#### HAL YANG DIMINTA:
Tuliskan kelanjutan teks tentang utang pemerintah Indonesia di bawah ini, dimulai setelah kalimat terakhirnya.

#### PENGGALAN DOKUMEN:
Melonjaknya utang luar negeri Indonesia ini disebabkan masifnya pembangunan infrastruktur yang dilakukan dalam 5 tahun terakhir ini, diperparah lagi dengan adanya pandemi covid-19.
Agak melegakan adalah bahwa utang untuk pembiayaan pandemi ini memungkinkan untuk dilakukan penundaan, terutama bagi negara ketiga. Debt Service Suspension Initiative (DSSI) sebagai tanggapan atas seruan Bank Dunia dan IMF untuk memberikan penangguhan pembayaran utang kepada negara miskin untuk membantu mereka dalam mengantisipasi dampak pandemi Covid- 19. Selain itu, utang pemerintah ini masih didominasi oleh Surat Berharga Negara (SBN) sebesar 85% dan pinjaman 15%. Utang dari SBN tercatat sebesar Rp 4.892,57 triliun yang terdiri dari SBN Domestik Rp 3.629,04 triliun dan SBN Valas Rp 1.263,54 triliun. Sedangkan utang melalui pinjaman tercatat Rp 864,29 triliun yang terdiri dari pinjaman dalam negeri Rp 11,32 triliun dan pinjaman luar
negeri Rp 852,97 triliun.

#### DATA MASUKAN:
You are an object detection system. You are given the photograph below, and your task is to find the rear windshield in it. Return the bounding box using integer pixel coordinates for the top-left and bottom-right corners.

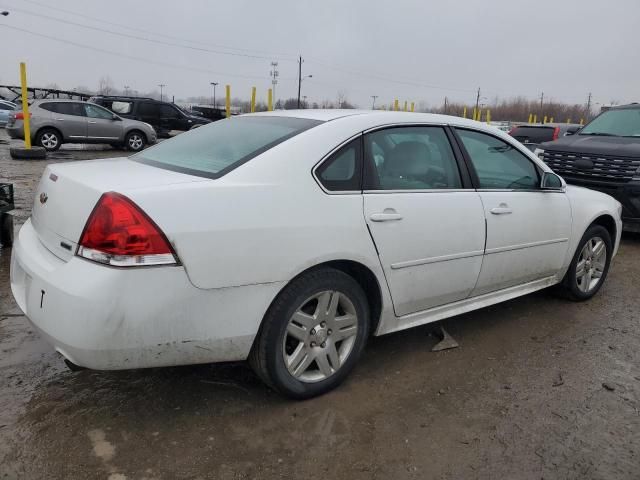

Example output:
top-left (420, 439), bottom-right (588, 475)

top-left (579, 108), bottom-right (640, 137)
top-left (131, 116), bottom-right (322, 178)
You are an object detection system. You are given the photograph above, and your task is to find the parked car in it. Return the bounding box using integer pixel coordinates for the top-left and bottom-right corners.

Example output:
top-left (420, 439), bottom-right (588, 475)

top-left (11, 110), bottom-right (621, 398)
top-left (509, 123), bottom-right (582, 152)
top-left (536, 103), bottom-right (640, 232)
top-left (89, 95), bottom-right (211, 137)
top-left (6, 99), bottom-right (157, 152)
top-left (0, 100), bottom-right (16, 127)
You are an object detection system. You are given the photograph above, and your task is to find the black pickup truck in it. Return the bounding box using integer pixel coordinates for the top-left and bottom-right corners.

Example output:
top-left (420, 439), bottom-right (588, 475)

top-left (536, 103), bottom-right (640, 232)
top-left (0, 183), bottom-right (15, 247)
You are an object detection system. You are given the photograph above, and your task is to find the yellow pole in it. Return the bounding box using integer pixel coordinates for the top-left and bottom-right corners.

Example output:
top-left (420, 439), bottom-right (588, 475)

top-left (20, 62), bottom-right (31, 149)
top-left (251, 87), bottom-right (256, 113)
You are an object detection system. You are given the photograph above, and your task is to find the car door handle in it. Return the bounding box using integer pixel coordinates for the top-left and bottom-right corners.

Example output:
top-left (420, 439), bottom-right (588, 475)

top-left (369, 208), bottom-right (402, 222)
top-left (489, 203), bottom-right (513, 215)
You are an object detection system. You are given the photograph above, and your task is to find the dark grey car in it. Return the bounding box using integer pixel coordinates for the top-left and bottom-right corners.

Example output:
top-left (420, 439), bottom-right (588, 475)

top-left (6, 99), bottom-right (157, 152)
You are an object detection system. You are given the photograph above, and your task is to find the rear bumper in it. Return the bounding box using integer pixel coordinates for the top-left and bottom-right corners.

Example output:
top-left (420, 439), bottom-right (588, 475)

top-left (564, 177), bottom-right (640, 232)
top-left (11, 221), bottom-right (282, 370)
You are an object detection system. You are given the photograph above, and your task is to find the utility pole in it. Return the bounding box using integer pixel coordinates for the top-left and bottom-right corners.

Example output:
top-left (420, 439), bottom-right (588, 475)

top-left (270, 62), bottom-right (280, 105)
top-left (209, 82), bottom-right (218, 108)
top-left (298, 55), bottom-right (302, 108)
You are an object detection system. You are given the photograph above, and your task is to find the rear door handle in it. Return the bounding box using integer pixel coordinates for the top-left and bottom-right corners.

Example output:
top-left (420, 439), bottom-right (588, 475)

top-left (489, 203), bottom-right (513, 215)
top-left (369, 208), bottom-right (402, 222)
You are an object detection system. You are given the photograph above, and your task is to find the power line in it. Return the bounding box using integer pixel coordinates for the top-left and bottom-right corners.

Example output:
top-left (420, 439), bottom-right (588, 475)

top-left (2, 7), bottom-right (298, 60)
top-left (7, 0), bottom-right (295, 61)
top-left (0, 24), bottom-right (264, 79)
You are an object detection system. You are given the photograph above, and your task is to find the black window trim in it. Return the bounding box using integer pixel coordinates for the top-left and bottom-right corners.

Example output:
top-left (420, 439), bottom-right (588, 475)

top-left (362, 122), bottom-right (475, 194)
top-left (450, 125), bottom-right (551, 192)
top-left (311, 132), bottom-right (364, 195)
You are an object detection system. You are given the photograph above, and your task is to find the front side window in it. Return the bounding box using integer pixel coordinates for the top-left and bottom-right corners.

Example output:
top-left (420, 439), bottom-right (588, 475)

top-left (136, 116), bottom-right (322, 178)
top-left (84, 104), bottom-right (113, 120)
top-left (456, 129), bottom-right (540, 190)
top-left (316, 138), bottom-right (362, 192)
top-left (365, 127), bottom-right (462, 190)
top-left (578, 108), bottom-right (640, 137)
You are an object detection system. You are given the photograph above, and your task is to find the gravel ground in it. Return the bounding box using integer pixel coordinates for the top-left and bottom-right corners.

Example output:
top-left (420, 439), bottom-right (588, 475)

top-left (0, 130), bottom-right (640, 480)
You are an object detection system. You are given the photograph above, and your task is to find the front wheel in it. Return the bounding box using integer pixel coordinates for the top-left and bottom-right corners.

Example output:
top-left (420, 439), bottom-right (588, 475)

top-left (249, 268), bottom-right (369, 399)
top-left (560, 225), bottom-right (613, 301)
top-left (125, 132), bottom-right (146, 152)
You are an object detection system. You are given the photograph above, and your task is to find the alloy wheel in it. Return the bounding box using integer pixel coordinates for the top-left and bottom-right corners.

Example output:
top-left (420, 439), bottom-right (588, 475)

top-left (282, 290), bottom-right (358, 383)
top-left (576, 237), bottom-right (607, 293)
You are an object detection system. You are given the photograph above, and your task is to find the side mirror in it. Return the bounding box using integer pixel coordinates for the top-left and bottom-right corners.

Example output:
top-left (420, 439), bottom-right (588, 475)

top-left (540, 172), bottom-right (567, 192)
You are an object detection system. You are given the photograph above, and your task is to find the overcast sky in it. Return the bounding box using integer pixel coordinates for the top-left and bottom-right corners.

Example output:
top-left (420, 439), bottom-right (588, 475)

top-left (0, 0), bottom-right (640, 107)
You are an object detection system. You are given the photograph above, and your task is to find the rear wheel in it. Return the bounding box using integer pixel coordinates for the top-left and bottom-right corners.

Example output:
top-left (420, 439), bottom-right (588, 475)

top-left (250, 268), bottom-right (369, 399)
top-left (560, 225), bottom-right (613, 301)
top-left (125, 130), bottom-right (147, 152)
top-left (36, 128), bottom-right (62, 152)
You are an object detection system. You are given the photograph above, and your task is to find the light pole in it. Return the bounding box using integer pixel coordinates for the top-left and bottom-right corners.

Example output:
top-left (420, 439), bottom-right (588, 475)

top-left (210, 82), bottom-right (218, 108)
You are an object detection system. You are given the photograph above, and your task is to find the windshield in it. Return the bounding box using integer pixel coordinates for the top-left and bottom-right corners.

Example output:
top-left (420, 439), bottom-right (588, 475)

top-left (131, 116), bottom-right (322, 178)
top-left (579, 108), bottom-right (640, 137)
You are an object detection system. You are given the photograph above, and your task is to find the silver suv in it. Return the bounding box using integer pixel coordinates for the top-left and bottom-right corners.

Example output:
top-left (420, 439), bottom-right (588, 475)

top-left (6, 99), bottom-right (157, 152)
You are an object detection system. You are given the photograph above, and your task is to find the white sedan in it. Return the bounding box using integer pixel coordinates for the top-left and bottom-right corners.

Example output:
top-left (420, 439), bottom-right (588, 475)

top-left (11, 110), bottom-right (622, 398)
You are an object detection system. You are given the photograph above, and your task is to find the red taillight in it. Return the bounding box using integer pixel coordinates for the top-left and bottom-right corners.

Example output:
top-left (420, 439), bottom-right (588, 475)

top-left (77, 192), bottom-right (177, 267)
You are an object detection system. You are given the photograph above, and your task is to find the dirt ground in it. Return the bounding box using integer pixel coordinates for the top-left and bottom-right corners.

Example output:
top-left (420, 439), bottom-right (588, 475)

top-left (0, 130), bottom-right (640, 480)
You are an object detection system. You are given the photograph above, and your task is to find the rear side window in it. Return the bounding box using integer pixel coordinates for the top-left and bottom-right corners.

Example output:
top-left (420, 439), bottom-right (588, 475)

top-left (316, 138), bottom-right (362, 192)
top-left (40, 102), bottom-right (84, 117)
top-left (132, 116), bottom-right (322, 178)
top-left (456, 129), bottom-right (540, 190)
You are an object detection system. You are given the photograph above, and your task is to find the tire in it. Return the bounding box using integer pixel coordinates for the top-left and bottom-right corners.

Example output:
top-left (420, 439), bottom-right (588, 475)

top-left (559, 225), bottom-right (613, 302)
top-left (249, 268), bottom-right (369, 399)
top-left (0, 213), bottom-right (13, 247)
top-left (124, 130), bottom-right (147, 152)
top-left (36, 128), bottom-right (62, 152)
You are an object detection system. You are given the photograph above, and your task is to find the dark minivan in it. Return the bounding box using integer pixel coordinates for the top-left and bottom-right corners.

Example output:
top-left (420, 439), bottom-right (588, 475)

top-left (89, 95), bottom-right (211, 137)
top-left (536, 103), bottom-right (640, 232)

#### JAWABAN TUGAS:
Terlepas dari itu semua, hutang tetaplah menjadi sebuah pilihan yang tidak terelakkan lagi, terlebih pada masa pandemi ini. Akan lebih bijak bila pemerintah juga mampu meningkatkan jumlah penerimaan pajak. Kemampuan Indonesia dalam menghimpun pajak masih sangat kecil bila dibandingkan dengan negara-negara yang ada di ASEAN. Oleh karena itu ketika pemerintah hendak ingin meminjam uang sebaiknya memperhatikan sisi pendapatannya juga.
Pada saat itu dikhawatirkan bahwa bila perekonomian Indonesia turun dari angka 5,2 persen per tahun, maka kekhawatiran itu akan terjadi. Lebih parah lagi, jangankan mencapai target minimal tersebut, pertumbuhan ekonomi ini bahkan terpuruk sampai minus 5,32 persen. Dengan kontraksi ini, penerimaan negara juga akan mengalami kontraksi bahkan hingga 10%. Kondisi ini tercermin dari revisi penerimaan negara menjadi sebesar Rp 1.760,9 triliun atau hanya 78,9% dari target sebelumnya sebesar Rp 2.233,1 triliun di APBN 2020.
Tidak berhenti sampai disini, pengeluaran negara juga akan diperkirakan terus meningkat untuk memitigasi pandemi ini. Belum lagi recovery ekonomi pasca pandemi yang tentunya membutuhkan dana yang tidak sedikit, pun kita juga tidak tau sampai kapan pandemi ini akan berlangsung.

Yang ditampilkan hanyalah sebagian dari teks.